--- Image-backed grounding data ---
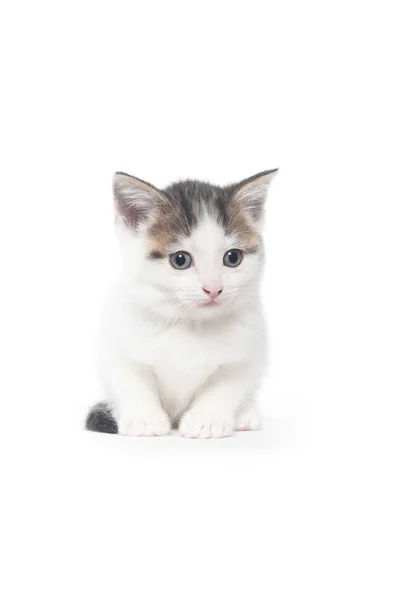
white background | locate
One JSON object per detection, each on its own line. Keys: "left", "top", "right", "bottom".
{"left": 1, "top": 1, "right": 399, "bottom": 598}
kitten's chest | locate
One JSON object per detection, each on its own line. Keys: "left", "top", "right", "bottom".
{"left": 147, "top": 324, "right": 242, "bottom": 403}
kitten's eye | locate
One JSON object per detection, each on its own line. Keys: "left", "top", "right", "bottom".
{"left": 223, "top": 249, "right": 243, "bottom": 267}
{"left": 169, "top": 251, "right": 192, "bottom": 270}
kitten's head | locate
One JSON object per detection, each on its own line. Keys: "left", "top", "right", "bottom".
{"left": 114, "top": 169, "right": 277, "bottom": 322}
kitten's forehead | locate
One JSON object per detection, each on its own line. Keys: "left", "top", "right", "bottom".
{"left": 148, "top": 180, "right": 260, "bottom": 257}
{"left": 186, "top": 214, "right": 229, "bottom": 254}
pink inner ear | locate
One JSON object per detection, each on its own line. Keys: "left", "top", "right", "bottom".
{"left": 246, "top": 200, "right": 264, "bottom": 220}
{"left": 124, "top": 203, "right": 149, "bottom": 229}
{"left": 234, "top": 169, "right": 277, "bottom": 221}
{"left": 236, "top": 190, "right": 266, "bottom": 222}
{"left": 113, "top": 174, "right": 159, "bottom": 230}
{"left": 115, "top": 198, "right": 149, "bottom": 229}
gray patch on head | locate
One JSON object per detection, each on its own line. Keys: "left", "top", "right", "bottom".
{"left": 85, "top": 403, "right": 118, "bottom": 434}
{"left": 163, "top": 179, "right": 231, "bottom": 230}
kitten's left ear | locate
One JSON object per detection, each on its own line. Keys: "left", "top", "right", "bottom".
{"left": 233, "top": 169, "right": 278, "bottom": 221}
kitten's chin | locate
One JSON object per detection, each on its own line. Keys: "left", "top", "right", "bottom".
{"left": 188, "top": 301, "right": 235, "bottom": 322}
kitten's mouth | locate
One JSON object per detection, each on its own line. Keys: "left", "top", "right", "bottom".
{"left": 199, "top": 300, "right": 221, "bottom": 308}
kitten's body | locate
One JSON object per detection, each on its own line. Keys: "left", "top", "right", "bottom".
{"left": 87, "top": 170, "right": 277, "bottom": 438}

--- Exercise directions ---
In the entries above, find lines with "locate" and copy each.

--- Completed exercise ---
white background | locate
kitten's chest | locate
kitten's eye | locate
kitten's head | locate
kitten's forehead | locate
pink inner ear | locate
gray patch on head | locate
kitten's left ear | locate
kitten's chin | locate
kitten's mouth | locate
kitten's body | locate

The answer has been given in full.